* _Given information_:
------------------------------------------------------------

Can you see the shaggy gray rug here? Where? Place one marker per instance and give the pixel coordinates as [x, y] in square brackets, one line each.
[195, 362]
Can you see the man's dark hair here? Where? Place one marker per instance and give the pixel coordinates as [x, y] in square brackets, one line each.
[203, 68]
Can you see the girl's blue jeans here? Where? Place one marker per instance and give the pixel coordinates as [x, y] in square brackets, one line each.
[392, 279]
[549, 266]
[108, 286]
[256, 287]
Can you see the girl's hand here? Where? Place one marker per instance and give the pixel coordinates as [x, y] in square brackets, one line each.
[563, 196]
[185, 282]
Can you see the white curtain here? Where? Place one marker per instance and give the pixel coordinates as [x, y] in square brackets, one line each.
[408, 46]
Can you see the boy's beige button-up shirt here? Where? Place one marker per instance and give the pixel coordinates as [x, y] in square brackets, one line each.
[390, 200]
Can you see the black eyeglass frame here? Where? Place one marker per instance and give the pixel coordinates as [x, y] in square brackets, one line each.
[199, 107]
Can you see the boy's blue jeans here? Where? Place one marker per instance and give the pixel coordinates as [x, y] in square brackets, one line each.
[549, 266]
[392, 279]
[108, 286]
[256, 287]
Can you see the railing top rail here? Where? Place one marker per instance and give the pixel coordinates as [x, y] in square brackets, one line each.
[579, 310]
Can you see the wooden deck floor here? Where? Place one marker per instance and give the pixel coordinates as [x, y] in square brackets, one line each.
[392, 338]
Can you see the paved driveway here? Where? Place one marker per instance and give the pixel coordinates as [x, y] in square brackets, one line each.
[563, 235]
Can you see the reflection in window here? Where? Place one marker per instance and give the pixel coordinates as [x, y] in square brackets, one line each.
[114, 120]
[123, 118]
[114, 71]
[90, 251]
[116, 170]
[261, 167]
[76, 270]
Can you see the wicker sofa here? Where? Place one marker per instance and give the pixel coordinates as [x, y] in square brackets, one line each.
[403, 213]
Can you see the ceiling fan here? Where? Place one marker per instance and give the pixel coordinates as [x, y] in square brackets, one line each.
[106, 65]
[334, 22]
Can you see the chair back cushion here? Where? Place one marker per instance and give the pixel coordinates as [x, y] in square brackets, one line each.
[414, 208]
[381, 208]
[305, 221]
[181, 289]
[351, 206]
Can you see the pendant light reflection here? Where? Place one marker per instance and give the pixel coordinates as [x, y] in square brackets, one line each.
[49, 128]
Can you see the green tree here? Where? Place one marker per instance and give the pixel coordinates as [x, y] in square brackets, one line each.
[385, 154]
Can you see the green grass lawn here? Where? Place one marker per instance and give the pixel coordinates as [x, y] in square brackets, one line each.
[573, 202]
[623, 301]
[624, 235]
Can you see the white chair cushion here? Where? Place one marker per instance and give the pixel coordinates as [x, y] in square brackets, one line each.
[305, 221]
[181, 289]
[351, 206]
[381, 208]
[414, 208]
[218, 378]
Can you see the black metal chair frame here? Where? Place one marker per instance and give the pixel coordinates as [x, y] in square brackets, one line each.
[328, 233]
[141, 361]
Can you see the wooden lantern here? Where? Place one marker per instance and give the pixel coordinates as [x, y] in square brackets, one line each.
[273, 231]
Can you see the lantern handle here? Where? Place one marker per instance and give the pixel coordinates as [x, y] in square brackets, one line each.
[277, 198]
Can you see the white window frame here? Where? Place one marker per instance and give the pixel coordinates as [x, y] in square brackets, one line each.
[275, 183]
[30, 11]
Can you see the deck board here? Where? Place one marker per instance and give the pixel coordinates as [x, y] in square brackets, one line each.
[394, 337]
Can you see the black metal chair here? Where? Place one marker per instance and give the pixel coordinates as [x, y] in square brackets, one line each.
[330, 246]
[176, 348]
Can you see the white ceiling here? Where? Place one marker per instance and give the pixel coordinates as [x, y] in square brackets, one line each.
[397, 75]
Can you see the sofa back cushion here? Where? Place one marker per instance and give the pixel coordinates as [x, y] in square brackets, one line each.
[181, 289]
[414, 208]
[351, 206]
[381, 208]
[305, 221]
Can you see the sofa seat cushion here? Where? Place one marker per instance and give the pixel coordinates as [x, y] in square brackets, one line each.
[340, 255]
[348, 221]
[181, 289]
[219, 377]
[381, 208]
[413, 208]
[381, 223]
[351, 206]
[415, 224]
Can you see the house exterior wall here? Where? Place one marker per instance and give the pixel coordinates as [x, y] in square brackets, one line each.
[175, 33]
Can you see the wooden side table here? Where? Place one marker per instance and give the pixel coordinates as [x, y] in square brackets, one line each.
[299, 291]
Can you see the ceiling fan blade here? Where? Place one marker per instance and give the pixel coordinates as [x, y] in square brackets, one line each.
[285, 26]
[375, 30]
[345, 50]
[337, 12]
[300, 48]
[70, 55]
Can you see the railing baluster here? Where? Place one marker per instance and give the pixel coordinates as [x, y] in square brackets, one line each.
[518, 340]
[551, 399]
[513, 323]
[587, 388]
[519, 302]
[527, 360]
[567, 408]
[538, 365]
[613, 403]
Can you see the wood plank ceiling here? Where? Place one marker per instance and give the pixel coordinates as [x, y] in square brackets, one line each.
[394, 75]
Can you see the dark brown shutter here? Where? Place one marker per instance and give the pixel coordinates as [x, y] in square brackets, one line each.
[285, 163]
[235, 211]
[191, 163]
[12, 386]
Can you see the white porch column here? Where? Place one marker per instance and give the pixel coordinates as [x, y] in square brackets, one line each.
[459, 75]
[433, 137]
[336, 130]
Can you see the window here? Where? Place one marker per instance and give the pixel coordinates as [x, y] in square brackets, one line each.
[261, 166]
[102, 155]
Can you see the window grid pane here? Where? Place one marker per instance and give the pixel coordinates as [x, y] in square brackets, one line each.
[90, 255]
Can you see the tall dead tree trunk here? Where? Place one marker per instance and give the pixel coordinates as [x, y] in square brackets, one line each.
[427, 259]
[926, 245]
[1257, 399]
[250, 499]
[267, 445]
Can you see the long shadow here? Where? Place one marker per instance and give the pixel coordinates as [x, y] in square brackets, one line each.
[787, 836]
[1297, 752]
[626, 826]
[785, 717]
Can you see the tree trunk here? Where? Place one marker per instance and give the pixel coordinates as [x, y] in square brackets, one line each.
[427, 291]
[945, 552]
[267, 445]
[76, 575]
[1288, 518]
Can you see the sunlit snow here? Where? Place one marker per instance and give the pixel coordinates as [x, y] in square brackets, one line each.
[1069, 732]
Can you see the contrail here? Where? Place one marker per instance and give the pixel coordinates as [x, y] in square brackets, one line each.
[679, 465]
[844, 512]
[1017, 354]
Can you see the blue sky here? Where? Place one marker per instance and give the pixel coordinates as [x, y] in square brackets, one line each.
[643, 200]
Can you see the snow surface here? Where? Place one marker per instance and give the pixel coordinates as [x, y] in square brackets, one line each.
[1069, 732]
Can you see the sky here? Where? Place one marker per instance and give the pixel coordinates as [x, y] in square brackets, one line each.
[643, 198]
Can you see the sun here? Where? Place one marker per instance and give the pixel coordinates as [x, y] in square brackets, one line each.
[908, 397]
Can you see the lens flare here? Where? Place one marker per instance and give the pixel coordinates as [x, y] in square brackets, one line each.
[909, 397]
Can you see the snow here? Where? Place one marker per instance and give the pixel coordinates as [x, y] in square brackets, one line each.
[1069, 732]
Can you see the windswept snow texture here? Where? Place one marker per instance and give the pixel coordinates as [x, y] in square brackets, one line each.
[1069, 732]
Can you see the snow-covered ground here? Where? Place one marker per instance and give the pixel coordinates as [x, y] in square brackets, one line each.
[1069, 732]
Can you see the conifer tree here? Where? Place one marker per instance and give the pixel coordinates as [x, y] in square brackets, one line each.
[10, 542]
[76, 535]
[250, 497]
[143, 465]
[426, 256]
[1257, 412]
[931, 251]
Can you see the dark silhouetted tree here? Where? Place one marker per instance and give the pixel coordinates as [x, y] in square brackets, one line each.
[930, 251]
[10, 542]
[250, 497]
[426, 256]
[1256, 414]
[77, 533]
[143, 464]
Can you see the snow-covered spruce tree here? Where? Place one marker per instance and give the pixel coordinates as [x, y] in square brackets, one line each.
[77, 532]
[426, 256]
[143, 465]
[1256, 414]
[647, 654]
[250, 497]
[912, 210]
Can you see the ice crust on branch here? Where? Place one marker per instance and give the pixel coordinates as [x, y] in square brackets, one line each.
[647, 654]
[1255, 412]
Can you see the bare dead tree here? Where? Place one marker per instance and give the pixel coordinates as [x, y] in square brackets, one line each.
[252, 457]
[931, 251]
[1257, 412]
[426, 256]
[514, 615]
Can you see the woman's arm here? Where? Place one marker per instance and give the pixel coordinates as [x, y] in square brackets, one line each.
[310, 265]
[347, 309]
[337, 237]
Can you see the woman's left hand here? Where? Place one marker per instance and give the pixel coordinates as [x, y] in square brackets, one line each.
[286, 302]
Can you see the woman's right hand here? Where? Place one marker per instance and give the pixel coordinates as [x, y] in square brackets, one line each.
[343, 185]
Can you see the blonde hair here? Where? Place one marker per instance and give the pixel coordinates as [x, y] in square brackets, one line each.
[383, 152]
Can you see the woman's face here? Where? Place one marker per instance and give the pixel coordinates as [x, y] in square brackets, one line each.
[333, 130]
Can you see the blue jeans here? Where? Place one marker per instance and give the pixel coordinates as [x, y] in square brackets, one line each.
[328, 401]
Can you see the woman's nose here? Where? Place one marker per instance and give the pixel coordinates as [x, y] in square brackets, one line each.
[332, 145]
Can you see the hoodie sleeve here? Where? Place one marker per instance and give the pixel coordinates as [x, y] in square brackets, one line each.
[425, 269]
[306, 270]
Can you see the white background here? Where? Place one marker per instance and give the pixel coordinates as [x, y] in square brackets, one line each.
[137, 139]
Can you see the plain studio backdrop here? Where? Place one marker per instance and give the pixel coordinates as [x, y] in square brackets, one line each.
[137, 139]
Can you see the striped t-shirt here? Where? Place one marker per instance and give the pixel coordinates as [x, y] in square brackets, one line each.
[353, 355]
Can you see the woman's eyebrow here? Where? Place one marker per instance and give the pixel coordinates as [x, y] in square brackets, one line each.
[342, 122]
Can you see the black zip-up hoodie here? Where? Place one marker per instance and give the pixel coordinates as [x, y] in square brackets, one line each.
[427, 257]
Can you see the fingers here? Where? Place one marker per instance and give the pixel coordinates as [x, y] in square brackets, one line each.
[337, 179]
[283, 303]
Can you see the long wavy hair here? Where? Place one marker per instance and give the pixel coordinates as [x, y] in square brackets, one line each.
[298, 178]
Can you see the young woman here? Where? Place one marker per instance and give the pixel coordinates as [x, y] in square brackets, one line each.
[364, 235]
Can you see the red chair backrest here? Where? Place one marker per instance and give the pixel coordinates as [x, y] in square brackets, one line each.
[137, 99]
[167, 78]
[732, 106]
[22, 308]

------------------------------------------------------------

* _To do_:
Give again, word for word, every line from the one holding "Can you see the black zip-up" to the end of the data.

* _Exercise result_:
Can you see the black zip-up hoodie here? Where? Place one marker per instance and give the pixel coordinates as [x, y] in square brackets, one line each.
[427, 257]
Can you see the fingers here? Where? Place one marker per instance and give the pixel coordinates as [x, y] in square brackets, one line each.
[337, 179]
[283, 303]
Can you see the long wavy hair here? Where? Place one marker per instance and give the pixel coordinates as [x, y] in square brackets, one line each.
[298, 178]
Can you see the young woman here? Where? Place one marker per instance and give the pixel coordinates as [x, y] in square brackets, one line each.
[364, 235]
Can you see the red chair backrest here? Where? Place one marker per instance and give the pixel coordinates as [x, y] in square brackets, one line each.
[137, 99]
[167, 78]
[732, 106]
[22, 308]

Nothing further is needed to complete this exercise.